Records for this exercise:

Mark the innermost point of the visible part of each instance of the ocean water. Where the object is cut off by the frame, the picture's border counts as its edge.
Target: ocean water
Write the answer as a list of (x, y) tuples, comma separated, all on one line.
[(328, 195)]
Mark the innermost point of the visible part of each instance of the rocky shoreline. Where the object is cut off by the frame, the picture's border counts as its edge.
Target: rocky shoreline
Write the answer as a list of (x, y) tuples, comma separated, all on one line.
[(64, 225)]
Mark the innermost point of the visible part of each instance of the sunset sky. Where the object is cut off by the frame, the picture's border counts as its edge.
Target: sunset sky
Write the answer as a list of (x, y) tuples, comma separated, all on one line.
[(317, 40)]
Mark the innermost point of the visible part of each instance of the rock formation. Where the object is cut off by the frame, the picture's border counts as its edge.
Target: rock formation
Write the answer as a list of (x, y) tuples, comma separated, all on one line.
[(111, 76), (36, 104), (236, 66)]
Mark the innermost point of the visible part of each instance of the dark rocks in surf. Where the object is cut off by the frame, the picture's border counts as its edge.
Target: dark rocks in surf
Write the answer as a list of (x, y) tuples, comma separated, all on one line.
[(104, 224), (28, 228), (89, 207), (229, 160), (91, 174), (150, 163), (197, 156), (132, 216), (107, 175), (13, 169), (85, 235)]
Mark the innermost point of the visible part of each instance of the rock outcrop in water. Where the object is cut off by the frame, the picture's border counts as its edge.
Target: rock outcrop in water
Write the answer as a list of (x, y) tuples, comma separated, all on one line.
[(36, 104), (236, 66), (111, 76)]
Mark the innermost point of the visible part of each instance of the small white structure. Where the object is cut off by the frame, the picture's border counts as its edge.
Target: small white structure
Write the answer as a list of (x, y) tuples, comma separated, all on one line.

...

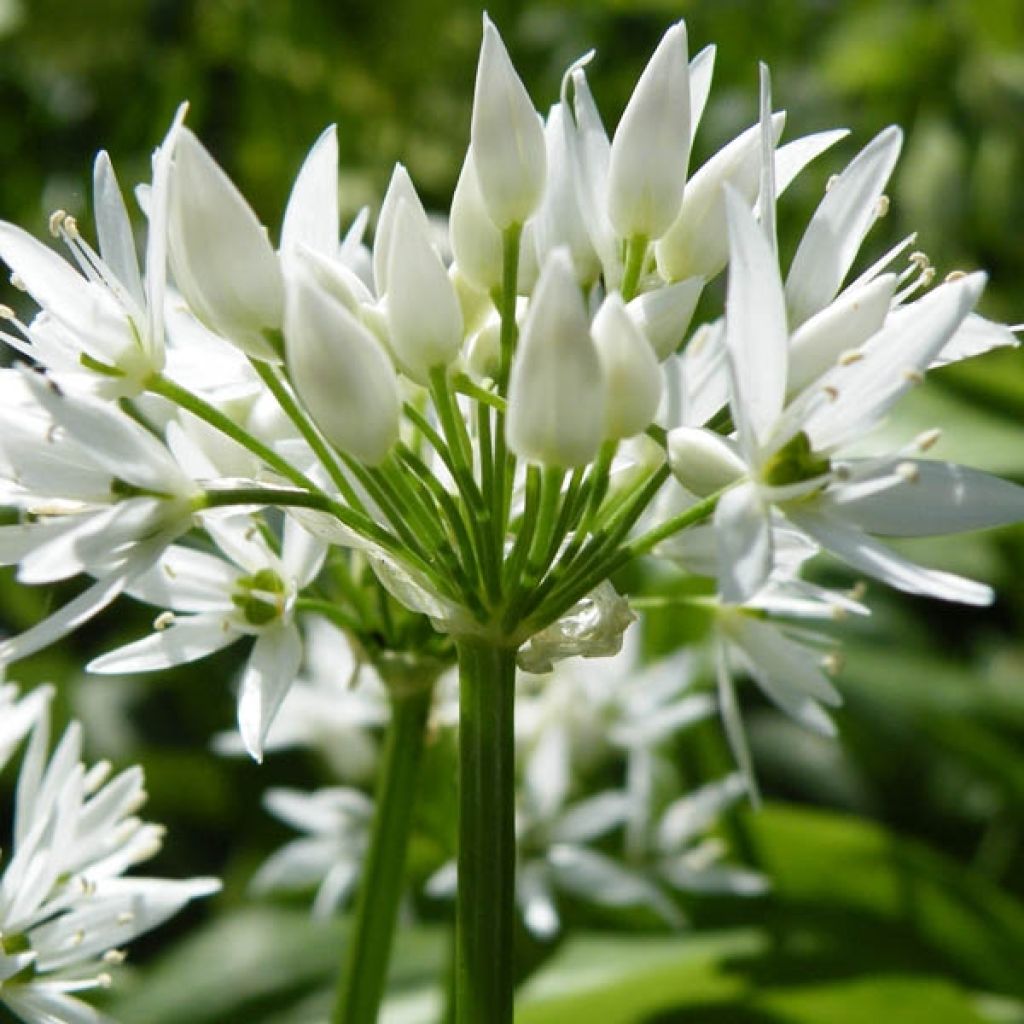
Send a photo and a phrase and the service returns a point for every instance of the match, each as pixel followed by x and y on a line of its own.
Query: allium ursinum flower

* * *

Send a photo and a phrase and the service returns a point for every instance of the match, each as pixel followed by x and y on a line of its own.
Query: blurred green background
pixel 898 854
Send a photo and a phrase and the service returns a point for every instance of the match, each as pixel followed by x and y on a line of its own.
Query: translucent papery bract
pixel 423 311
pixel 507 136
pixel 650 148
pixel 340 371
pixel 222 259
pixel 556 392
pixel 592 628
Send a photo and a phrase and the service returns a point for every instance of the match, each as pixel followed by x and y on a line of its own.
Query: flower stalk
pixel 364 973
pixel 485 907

Directions:
From the records above, return each line where "rocks" occurs.

Reply to the task:
Mark the innermost point of the visible part of each instance of the dark rocks in surf. Where the object is cut off by the frame, the picture's border counts as its edge.
Target: dark rocks in surf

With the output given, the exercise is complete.